EXERCISE BRIEF ▸ The expected output is the complete data, reproduced exactly.

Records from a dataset
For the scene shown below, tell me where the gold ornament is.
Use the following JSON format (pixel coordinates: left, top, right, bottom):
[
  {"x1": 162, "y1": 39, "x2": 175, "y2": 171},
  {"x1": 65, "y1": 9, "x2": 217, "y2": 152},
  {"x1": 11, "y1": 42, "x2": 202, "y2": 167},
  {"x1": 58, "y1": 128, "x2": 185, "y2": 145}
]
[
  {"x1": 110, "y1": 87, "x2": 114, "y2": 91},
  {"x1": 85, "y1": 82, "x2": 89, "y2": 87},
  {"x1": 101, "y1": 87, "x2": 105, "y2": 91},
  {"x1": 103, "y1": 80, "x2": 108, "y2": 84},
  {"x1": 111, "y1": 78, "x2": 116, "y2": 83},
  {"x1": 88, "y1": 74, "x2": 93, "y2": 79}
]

OUTPUT OF THE EXERCISE ▸
For the scene shown below, tell me where the gold ornament is.
Use the following JSON format (pixel coordinates: left, top, right, bottom):
[
  {"x1": 162, "y1": 39, "x2": 175, "y2": 171},
  {"x1": 65, "y1": 9, "x2": 217, "y2": 152},
  {"x1": 11, "y1": 42, "x2": 202, "y2": 167},
  {"x1": 58, "y1": 128, "x2": 185, "y2": 145}
]
[
  {"x1": 110, "y1": 87, "x2": 114, "y2": 91},
  {"x1": 85, "y1": 82, "x2": 89, "y2": 87},
  {"x1": 101, "y1": 87, "x2": 105, "y2": 91},
  {"x1": 103, "y1": 80, "x2": 108, "y2": 84},
  {"x1": 111, "y1": 78, "x2": 116, "y2": 83},
  {"x1": 88, "y1": 74, "x2": 93, "y2": 79}
]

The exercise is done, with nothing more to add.